_Consegna 1_
Riporta fedelmente il passo del testo su Nicola Zitara che si apre con le parole contenenti "Nicola Zitara fu" e si chiude con "radici culturali meridionali.".
_Consegna 2_
Secondo il testo su Nicola Zitara, in quale data nacque?
_Consegna 3_
Continua il testo su Nicola Zitara aggiungendo nuove frasi dopo l'ultima riportata.

_Pagina_
Nicola Zitara fu il marxista che inventò il revisionismo storico in Italia

Si deve molto a Nicola Zitara, economista e storico meridionalista delle Calabrie, vissuto tra Siderno e la Costiera Amalfitana, tra un giornalismo meridionalista e un impegno marxista e neoborbonico, eppure, a ricordarlo ormai non sono i lavoratori del sud Italia ma solo gli specialisti e nemmeno tutti. La sua storia si svolge tra il 16 luglio 1927 e il 1 ottobre 2010 attraverso l’attività imprenditoriale, accademica, giornalistica, politica che hanno prodotto una personalità complessa, rigorosa e controcorrente. Mentre l’Italia era nutrita a pane e Risorgimento e il Mezzogiorno era educato a rifuggire qualsiasi tipo di pensiero critico, che bucando la versione ufficiale indicava il futuro del revisionismo storico, Nicola Zitara iniziò uno dei primi sentieri per la riscoperta delle radici culturali meridionali.

Tra le opere maggiori del pensatore ricordiamo “L’Unità d’Italia: nascita di una colonia”, “L’invenzione del Mezzogiorno – una storia finanziaria“, “Il proletariato esterno”, lavori che di fronte le nuove sfide di un’Europa unita coniugò in maniera rinnovata la tradizione degli studi meridionalisti in un pensiero dei Sud o del meridione europeo. A parte la sua dichiarata e delirante speranza per una concreta secessione del Meridione dal resto d’Italia, importanti rimangono il criterio critico e marxista applicato alla ricerca storica, economica e sociale, dalle pretese quasi enciclopediche in virtù di un revisionismo italiano.

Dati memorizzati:

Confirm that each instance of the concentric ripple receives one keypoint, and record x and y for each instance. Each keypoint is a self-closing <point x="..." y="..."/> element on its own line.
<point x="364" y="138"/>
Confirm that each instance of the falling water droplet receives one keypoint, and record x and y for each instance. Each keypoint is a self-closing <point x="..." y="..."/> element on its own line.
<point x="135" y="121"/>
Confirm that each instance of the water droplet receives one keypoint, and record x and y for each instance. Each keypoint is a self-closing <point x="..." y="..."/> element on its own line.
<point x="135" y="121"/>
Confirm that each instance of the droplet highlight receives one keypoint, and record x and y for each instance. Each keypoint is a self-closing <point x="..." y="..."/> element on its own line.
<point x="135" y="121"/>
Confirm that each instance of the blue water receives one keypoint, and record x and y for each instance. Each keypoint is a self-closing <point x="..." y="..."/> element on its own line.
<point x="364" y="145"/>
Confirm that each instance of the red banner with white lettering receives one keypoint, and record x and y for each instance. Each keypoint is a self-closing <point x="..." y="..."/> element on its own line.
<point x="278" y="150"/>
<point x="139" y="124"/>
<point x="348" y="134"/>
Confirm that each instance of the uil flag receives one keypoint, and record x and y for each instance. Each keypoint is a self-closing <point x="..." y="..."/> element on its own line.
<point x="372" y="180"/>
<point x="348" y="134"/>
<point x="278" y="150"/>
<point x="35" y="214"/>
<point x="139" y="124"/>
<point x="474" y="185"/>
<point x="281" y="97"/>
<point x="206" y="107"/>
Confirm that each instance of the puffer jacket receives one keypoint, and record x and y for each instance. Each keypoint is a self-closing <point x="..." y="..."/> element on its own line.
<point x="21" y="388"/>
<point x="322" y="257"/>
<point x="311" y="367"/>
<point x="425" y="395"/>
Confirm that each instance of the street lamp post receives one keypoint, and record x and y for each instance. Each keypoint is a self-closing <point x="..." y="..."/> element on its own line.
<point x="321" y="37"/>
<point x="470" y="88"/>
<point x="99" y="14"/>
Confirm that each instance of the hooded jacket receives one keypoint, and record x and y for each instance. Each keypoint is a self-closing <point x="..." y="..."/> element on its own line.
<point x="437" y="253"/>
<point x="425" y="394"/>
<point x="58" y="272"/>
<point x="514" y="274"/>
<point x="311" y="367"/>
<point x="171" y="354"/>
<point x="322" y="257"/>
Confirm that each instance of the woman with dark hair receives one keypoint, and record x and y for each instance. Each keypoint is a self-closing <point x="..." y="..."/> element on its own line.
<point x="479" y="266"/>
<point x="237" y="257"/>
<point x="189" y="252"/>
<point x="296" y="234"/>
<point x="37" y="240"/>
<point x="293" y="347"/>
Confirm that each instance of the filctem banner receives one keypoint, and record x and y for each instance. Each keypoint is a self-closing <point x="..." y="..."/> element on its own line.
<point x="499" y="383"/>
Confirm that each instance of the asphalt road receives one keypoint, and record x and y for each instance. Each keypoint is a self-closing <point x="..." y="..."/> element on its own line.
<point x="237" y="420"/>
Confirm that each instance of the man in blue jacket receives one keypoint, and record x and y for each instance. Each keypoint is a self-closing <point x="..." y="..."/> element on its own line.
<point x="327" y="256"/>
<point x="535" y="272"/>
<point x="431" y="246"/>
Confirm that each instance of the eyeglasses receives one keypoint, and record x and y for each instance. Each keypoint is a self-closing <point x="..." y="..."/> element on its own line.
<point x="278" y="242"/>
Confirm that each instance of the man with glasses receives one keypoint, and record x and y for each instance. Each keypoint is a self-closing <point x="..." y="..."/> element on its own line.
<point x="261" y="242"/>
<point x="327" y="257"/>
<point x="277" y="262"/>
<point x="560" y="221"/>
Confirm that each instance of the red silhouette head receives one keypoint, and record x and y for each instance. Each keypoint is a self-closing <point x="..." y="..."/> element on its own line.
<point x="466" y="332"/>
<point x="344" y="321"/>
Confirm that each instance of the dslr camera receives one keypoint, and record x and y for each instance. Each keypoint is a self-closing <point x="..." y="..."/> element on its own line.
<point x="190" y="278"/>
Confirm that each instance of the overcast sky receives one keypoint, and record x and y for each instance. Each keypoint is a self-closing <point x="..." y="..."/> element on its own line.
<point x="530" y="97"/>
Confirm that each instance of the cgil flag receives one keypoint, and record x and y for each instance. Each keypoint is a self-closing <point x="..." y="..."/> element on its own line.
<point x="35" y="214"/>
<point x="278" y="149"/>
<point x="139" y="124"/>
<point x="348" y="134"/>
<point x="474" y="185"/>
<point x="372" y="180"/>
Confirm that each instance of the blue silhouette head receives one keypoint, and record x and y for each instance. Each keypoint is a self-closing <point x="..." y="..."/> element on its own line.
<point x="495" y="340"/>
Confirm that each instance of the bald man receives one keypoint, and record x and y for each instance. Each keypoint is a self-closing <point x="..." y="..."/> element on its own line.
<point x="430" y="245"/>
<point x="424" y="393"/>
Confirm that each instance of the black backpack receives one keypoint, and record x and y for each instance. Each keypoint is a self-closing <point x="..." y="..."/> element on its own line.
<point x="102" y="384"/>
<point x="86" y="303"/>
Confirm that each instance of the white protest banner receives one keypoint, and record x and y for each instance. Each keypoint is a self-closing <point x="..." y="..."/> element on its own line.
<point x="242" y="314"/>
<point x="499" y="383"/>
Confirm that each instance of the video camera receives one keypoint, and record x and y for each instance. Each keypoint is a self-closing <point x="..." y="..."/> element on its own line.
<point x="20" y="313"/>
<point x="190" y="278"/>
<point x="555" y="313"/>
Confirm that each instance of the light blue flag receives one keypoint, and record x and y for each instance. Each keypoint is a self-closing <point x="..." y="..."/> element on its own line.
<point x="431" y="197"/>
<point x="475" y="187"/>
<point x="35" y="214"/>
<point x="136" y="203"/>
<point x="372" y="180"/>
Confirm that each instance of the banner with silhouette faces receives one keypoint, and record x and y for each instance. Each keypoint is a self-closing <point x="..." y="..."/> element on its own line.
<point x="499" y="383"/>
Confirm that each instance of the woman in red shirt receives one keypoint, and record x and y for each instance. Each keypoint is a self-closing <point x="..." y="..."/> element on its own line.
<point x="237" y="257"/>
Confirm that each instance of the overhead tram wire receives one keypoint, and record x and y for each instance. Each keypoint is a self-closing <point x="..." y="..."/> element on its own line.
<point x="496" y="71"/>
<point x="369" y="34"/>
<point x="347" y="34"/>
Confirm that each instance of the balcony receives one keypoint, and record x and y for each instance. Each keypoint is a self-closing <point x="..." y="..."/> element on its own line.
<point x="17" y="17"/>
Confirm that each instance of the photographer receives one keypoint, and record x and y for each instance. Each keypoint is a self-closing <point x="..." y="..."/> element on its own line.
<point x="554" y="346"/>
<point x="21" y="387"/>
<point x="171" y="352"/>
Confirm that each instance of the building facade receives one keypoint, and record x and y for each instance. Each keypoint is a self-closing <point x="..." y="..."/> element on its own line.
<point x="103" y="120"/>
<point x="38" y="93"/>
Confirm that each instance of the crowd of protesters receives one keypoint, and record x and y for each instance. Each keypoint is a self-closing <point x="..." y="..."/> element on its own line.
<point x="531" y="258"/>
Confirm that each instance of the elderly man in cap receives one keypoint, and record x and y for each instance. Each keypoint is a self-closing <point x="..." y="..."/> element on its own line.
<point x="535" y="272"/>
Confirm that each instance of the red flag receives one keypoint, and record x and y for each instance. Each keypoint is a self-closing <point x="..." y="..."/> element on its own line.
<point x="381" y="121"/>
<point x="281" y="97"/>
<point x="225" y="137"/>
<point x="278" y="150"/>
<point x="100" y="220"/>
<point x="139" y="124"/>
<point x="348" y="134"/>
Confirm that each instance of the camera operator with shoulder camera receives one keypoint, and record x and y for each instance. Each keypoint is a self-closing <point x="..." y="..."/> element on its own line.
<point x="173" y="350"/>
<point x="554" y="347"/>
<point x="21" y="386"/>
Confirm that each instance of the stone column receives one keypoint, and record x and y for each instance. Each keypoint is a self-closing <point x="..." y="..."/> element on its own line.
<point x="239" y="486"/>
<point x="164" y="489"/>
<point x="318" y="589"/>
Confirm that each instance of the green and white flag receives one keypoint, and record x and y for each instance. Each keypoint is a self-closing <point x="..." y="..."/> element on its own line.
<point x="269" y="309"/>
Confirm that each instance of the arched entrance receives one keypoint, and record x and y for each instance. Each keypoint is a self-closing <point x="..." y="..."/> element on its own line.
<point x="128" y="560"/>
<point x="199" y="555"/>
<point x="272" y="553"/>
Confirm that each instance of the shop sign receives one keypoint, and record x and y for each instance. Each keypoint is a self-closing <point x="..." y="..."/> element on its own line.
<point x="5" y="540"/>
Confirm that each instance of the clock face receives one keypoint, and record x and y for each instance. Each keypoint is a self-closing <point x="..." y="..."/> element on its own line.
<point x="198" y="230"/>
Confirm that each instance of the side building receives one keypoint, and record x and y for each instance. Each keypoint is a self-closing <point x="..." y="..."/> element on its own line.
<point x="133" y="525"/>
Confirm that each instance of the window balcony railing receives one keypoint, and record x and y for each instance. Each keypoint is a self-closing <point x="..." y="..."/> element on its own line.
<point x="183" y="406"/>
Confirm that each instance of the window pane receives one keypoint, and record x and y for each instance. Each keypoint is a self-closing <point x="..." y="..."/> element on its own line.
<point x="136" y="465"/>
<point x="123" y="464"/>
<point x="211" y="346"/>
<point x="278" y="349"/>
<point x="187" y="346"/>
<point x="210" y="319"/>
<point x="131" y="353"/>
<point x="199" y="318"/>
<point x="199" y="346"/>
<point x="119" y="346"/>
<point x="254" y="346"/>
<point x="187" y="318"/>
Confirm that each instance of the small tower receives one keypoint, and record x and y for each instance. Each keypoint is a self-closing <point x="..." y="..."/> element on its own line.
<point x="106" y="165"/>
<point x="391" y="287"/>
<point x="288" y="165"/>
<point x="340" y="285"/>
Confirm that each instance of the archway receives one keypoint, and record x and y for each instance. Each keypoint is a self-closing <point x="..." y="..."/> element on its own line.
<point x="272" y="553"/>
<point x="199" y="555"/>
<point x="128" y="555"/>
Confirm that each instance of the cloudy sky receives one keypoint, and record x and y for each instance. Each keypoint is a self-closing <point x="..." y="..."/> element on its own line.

_Risposta attesa 1_
Nicola Zitara fu il marxista che inventò il revisionismo storico in Italia

Si deve molto a Nicola Zitara, economista e storico meridionalista delle Calabrie, vissuto tra Siderno e la Costiera Amalfitana, tra un giornalismo meridionalista e un impegno marxista e neoborbonico, eppure, a ricordarlo ormai non sono i lavoratori del sud Italia ma solo gli specialisti e nemmeno tutti. La sua storia si svolge tra il 16 luglio 1927 e il 1 ottobre 2010 attraverso l’attività imprenditoriale, accademica, giornalistica, politica che hanno prodotto una personalità complessa, rigorosa e controcorrente. Mentre l’Italia era nutrita a pane e Risorgimento e il Mezzogiorno era educato a rifuggire qualsiasi tipo di pensiero critico, che bucando la versione ufficiale indicava il futuro del revisionismo storico, Nicola Zitara iniziò uno dei primi sentieri per la riscoperta delle radici culturali meridionali.

_Risposta attesa 2_
Il 16 luglio 1927.

_Risposta attesa 3_
L’unità d’Italia andava riletta 

La categoria speculativa di Nicola Zitara è quello di unità d’Italia, che nella sua valenza giuridica ed economica, come in quella ideologica, culturale e politica, ha letteralmente fatto gli italiani sulla base dello sradicamento dell’identità meridionale e sulla fagocitosi dei brandelli di quest’ultima nell’invenzione dell’esperienza risorgimentale. Grazie al lavoro di Zitara ha incominciato e essere di dominio pubblico quella che è poi diventata la lettura neoborbonica della storia d’Italia. Secondo Zitara il processo unitario doveva essere rivisto come una operazione meramente bellica e coloniale di una corona nei confronti di un’altra, di un regno sovrano nei confronti di un secondo. L’unificazione dall’alto, attraverso lo strumento militare, economico e giuridico, dunque la sovranizzazione di una molteplicità di stati, facendo a meno di un popolo, di una unica soggettività politica preliminare, ha condannato storicamente l’Italia alla frammentazione e il Meridione al sottosviluppo, alla subalternità culturale e alla schizofrenia politica che conosciamo ancora oggi.

Attraverso le devastazioni e i saccheggi di un regno sovrano e indipendente (il Regno delle Due Sicilie) i Savoia, contando su un intreccio di interessi che li legava soprattutto alla Gran Bretagna e alla Francia, realizzarono una guerra non dichiarata e criminale nei confronti di un popolo unito e indipendente da più di 1000 anni. Il Regno delle Due Sicilie non era una realtà idiota, arretrata, oscurantista e anacronistica, ma la terza realtà politica, economica e scientifica del pianeta, una nazione caratterizzata da un assolutismo illuminato, aperto a un processo di secolarizzazione e modernizzazione graduale, protosocialista e non liberale. Zitara con i suoi studi contrastò la storiografia ufficiale, la quale egli considerava asservita all’ideologia e alla propaganda politica e culturale delle classi dominanti dell’Italia settentrionale.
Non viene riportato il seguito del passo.